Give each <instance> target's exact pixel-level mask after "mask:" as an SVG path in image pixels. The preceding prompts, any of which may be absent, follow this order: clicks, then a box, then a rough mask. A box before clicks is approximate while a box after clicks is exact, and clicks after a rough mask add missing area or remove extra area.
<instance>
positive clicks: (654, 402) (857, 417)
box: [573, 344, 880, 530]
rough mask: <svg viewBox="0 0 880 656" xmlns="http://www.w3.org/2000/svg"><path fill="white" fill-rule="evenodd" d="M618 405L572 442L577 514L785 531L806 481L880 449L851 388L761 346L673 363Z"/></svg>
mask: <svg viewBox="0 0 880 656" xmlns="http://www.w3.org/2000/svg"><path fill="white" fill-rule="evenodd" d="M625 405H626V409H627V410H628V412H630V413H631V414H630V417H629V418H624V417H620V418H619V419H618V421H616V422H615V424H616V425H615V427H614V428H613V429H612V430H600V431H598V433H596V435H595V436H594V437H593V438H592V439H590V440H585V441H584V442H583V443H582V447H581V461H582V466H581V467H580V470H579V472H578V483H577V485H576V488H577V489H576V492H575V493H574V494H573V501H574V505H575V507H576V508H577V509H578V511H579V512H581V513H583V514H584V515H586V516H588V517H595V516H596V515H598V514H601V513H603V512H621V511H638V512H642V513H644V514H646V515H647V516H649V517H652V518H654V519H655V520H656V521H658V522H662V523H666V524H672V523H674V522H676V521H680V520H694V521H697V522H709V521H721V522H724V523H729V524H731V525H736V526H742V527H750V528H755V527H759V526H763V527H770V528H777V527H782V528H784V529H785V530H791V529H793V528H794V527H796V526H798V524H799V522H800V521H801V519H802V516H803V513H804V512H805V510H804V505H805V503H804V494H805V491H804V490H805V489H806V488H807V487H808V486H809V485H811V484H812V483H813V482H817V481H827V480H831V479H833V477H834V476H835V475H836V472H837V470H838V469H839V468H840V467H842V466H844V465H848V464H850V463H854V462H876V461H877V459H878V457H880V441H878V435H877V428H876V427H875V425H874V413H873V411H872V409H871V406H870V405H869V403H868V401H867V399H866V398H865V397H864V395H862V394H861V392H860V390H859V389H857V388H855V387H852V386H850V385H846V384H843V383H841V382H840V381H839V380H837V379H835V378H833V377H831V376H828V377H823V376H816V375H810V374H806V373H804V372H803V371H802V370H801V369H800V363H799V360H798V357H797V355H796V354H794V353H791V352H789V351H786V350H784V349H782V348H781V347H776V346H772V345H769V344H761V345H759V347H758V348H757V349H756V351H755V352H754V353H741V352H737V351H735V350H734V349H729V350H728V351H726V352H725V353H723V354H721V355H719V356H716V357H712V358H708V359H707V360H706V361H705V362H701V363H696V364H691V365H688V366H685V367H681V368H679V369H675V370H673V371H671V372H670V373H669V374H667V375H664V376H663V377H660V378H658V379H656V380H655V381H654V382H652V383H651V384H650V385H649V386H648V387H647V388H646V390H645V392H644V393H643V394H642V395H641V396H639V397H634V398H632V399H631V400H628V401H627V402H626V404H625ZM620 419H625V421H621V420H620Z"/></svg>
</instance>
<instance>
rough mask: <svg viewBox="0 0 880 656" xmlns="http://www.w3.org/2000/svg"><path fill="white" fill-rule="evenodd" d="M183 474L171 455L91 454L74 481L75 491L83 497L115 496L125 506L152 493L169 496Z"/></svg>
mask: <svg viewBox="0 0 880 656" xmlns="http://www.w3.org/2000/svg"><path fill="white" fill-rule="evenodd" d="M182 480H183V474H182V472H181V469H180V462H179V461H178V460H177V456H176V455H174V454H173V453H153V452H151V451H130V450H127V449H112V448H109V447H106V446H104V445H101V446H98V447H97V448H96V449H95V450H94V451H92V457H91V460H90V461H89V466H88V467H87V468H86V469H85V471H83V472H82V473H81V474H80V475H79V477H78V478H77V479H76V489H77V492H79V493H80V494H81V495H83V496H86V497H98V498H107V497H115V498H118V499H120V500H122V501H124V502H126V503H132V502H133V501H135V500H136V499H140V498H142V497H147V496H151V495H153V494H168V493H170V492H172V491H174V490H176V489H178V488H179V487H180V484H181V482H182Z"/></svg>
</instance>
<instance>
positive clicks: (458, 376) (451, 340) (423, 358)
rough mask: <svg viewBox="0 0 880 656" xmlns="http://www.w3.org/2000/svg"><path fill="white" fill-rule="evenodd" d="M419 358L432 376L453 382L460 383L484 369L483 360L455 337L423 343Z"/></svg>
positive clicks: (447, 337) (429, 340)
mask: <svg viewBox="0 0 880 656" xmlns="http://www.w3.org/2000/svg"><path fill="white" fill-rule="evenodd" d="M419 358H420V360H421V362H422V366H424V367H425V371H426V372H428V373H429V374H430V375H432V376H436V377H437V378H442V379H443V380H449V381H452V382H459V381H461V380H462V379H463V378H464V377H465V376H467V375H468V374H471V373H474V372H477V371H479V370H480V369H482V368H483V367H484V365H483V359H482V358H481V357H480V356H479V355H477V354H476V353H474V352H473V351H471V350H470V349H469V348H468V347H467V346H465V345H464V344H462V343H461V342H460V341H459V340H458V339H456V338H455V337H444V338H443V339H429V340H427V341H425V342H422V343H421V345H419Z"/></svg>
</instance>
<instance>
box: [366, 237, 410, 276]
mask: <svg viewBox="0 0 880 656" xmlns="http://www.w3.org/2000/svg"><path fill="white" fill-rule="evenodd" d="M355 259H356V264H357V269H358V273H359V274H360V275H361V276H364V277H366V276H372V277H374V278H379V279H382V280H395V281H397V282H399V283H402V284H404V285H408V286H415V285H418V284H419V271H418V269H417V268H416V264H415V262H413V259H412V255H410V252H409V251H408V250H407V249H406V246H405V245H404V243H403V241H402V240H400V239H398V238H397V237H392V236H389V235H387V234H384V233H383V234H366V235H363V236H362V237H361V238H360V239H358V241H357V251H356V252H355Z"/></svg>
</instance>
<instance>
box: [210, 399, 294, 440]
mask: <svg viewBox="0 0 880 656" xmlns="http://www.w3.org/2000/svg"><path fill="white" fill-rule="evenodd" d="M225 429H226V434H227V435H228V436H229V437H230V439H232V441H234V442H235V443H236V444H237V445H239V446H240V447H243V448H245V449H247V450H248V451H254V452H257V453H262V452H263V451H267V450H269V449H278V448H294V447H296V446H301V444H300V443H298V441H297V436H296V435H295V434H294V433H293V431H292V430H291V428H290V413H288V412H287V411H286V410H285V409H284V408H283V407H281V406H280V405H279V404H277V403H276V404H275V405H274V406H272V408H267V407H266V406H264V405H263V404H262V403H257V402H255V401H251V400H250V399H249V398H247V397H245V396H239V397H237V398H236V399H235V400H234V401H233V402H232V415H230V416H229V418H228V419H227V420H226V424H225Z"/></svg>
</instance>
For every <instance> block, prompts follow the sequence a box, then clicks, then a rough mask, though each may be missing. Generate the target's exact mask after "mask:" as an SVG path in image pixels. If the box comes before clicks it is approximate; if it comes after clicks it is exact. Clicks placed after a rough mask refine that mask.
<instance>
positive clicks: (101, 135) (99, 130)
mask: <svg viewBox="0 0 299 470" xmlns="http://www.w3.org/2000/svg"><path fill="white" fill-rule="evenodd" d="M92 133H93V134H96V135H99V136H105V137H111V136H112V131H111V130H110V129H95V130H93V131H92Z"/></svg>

WHAT YOU NEED TO DO => Rewrite all the records above as a JSON list of strings, one string per line, with blank lines left out.

ANSWER TO THIS TASK =>
[
  "Give each <instance> target's exact pixel-level mask after \"mask:\" as an SVG path in image pixels. The preceding prompts, any of which may be absent, follow this order: clicks, then a box, then a rough mask. A box before clicks is approximate while a box after clicks is exact, and clicks after a rough mask add missing area or remove extra area.",
  "<instance>",
  "positive clicks: (654, 402) (857, 417)",
  "box: [573, 344, 880, 530]",
  "rough mask: <svg viewBox=\"0 0 880 656\" xmlns=\"http://www.w3.org/2000/svg\"><path fill=\"white\" fill-rule=\"evenodd\" d=\"M618 405L572 442L577 514L785 531L806 481L880 449L851 388L761 346L673 363Z\"/></svg>",
  "mask: <svg viewBox=\"0 0 880 656\" xmlns=\"http://www.w3.org/2000/svg\"><path fill=\"white\" fill-rule=\"evenodd\" d=\"M625 405H626V409H627V410H628V412H630V413H631V414H630V417H629V418H624V417H620V418H619V419H618V421H616V422H615V424H616V425H615V427H614V428H613V429H612V430H600V431H598V433H596V435H595V436H594V437H593V438H592V439H590V440H585V441H584V442H583V443H582V447H581V461H582V466H581V467H580V470H579V472H578V483H577V485H576V488H577V489H576V492H575V493H574V494H573V501H574V505H575V507H576V508H577V509H578V511H579V512H581V513H583V514H584V515H586V516H588V517H595V516H596V515H598V514H601V513H603V512H621V511H638V512H642V513H644V514H646V515H647V516H649V517H652V518H654V519H655V520H656V521H658V522H662V523H666V524H672V523H674V522H676V521H680V520H694V521H697V522H709V521H721V522H724V523H729V524H731V525H736V526H742V527H750V528H755V527H759V526H763V527H770V528H777V527H782V528H784V529H785V530H791V529H793V528H794V527H796V526H798V524H799V522H800V521H801V519H802V516H803V513H804V512H805V510H804V505H805V503H804V494H805V491H804V490H805V489H806V488H807V487H808V486H809V485H811V484H812V483H813V482H817V481H827V480H831V479H833V477H834V476H835V475H836V472H837V470H838V469H839V468H840V467H842V466H844V465H848V464H850V463H854V462H876V461H877V459H878V457H880V441H878V435H877V428H876V427H875V425H874V413H873V411H872V409H871V406H870V405H869V403H868V401H867V399H866V398H865V397H864V395H862V394H861V392H860V390H859V389H857V388H855V387H852V386H850V385H846V384H843V383H841V382H840V381H839V380H837V379H835V378H833V377H831V376H828V377H823V376H816V375H810V374H806V373H804V372H803V371H802V370H801V369H800V363H799V360H798V357H797V355H796V354H794V353H791V352H789V351H786V350H784V349H782V348H781V347H776V346H772V345H769V344H761V345H759V347H758V348H757V349H756V351H755V352H754V353H741V352H737V351H735V350H734V349H729V350H728V351H726V352H725V353H723V354H721V355H719V356H716V357H712V358H708V359H707V360H706V361H705V362H701V363H696V364H691V365H688V366H685V367H681V368H679V369H675V370H673V371H671V372H670V373H669V374H667V375H664V376H663V377H660V378H658V379H656V380H655V381H654V382H652V383H651V384H650V385H649V386H648V387H647V388H646V390H645V392H644V393H643V394H642V395H641V396H639V397H634V398H632V399H631V400H628V401H627V402H626V404H625ZM620 419H625V421H621V420H620Z\"/></svg>",
  "</instance>",
  "<instance>",
  "rough mask: <svg viewBox=\"0 0 880 656\" xmlns=\"http://www.w3.org/2000/svg\"><path fill=\"white\" fill-rule=\"evenodd\" d=\"M183 474L171 455L91 454L74 481L75 491L83 497L115 496L125 506L152 493L169 496Z\"/></svg>",
  "mask: <svg viewBox=\"0 0 880 656\" xmlns=\"http://www.w3.org/2000/svg\"><path fill=\"white\" fill-rule=\"evenodd\" d=\"M182 480H183V474H182V472H181V469H180V462H179V461H178V460H177V456H176V455H174V454H173V453H153V452H151V451H130V450H127V449H112V448H109V447H106V446H104V445H101V446H98V447H97V448H96V449H95V450H94V451H92V457H91V460H90V461H89V466H88V467H87V468H86V469H85V471H83V472H82V473H81V474H80V475H79V477H78V478H77V479H76V489H77V492H79V493H80V494H81V495H83V496H86V497H98V498H107V497H115V498H118V499H120V500H122V501H124V502H126V503H132V502H133V501H135V500H136V499H140V498H142V497H147V496H151V495H153V494H168V493H170V492H172V491H174V490H176V489H178V488H179V487H180V484H181V482H182Z\"/></svg>",
  "</instance>",
  "<instance>",
  "positive clicks: (458, 376) (451, 340) (423, 358)",
  "rough mask: <svg viewBox=\"0 0 880 656\" xmlns=\"http://www.w3.org/2000/svg\"><path fill=\"white\" fill-rule=\"evenodd\" d=\"M419 358L432 376L453 382L460 383L484 369L483 360L455 337L423 343Z\"/></svg>",
  "positive clicks: (447, 337) (429, 340)",
  "mask: <svg viewBox=\"0 0 880 656\" xmlns=\"http://www.w3.org/2000/svg\"><path fill=\"white\" fill-rule=\"evenodd\" d=\"M419 358H420V360H421V362H422V366H424V367H425V371H426V372H428V373H429V374H430V375H432V376H436V377H437V378H442V379H443V380H449V381H452V382H459V381H461V380H462V379H463V378H464V377H465V376H467V375H468V374H471V373H474V372H477V371H479V370H480V369H482V368H483V367H484V365H483V359H482V358H481V357H480V356H479V355H477V354H476V353H474V352H473V351H471V350H470V349H469V348H468V347H467V346H465V345H464V344H462V343H461V342H460V341H459V340H458V339H456V338H455V337H444V338H443V339H429V340H427V341H425V342H422V343H421V345H419Z\"/></svg>",
  "</instance>",
  "<instance>",
  "box: [366, 237, 410, 276]",
  "mask: <svg viewBox=\"0 0 880 656\" xmlns=\"http://www.w3.org/2000/svg\"><path fill=\"white\" fill-rule=\"evenodd\" d=\"M355 259H356V264H357V269H358V273H359V274H360V275H361V276H364V277H366V276H372V277H374V278H379V279H382V280H395V281H397V282H399V283H402V284H404V285H408V286H415V285H418V284H419V271H418V269H417V268H416V264H415V262H413V259H412V255H410V252H409V251H408V250H407V249H406V246H405V245H404V243H403V241H402V240H400V239H398V238H397V237H392V236H389V235H387V234H384V233H383V234H366V235H363V236H362V237H361V238H360V239H358V241H357V251H356V252H355Z\"/></svg>",
  "</instance>",
  "<instance>",
  "box: [210, 399, 294, 440]",
  "mask: <svg viewBox=\"0 0 880 656\" xmlns=\"http://www.w3.org/2000/svg\"><path fill=\"white\" fill-rule=\"evenodd\" d=\"M225 429H226V434H227V435H228V436H229V437H230V439H232V441H234V442H235V443H236V444H237V445H239V446H240V447H243V448H245V449H247V450H248V451H254V452H257V453H262V452H263V451H267V450H269V449H278V448H294V447H296V446H301V444H300V443H298V441H297V436H296V435H295V434H294V433H293V431H292V430H291V428H290V413H288V412H287V411H286V410H285V409H284V408H283V407H281V406H280V405H279V404H277V403H276V404H275V405H274V406H272V408H267V407H266V406H264V405H263V404H262V403H257V402H255V401H251V400H250V399H249V398H247V397H245V396H239V397H237V398H236V399H235V400H234V401H233V402H232V415H230V416H229V418H228V419H227V420H226V424H225Z\"/></svg>",
  "</instance>",
  "For every <instance> block, prompts follow the sequence a box, then clicks, then a rough mask, though each may be missing. Generate the target's exact mask after \"mask:\" as an SVG path in image pixels. If the box comes before clicks it is approximate; if it comes after clicks it is exact. Clicks placed after a rough mask refine that mask.",
  "<instance>",
  "positive clicks: (101, 135) (99, 130)",
  "mask: <svg viewBox=\"0 0 299 470\" xmlns=\"http://www.w3.org/2000/svg\"><path fill=\"white\" fill-rule=\"evenodd\" d=\"M92 133H93V134H96V135H99V136H105V137H111V136H112V131H111V130H110V129H95V130H93V131H92Z\"/></svg>"
]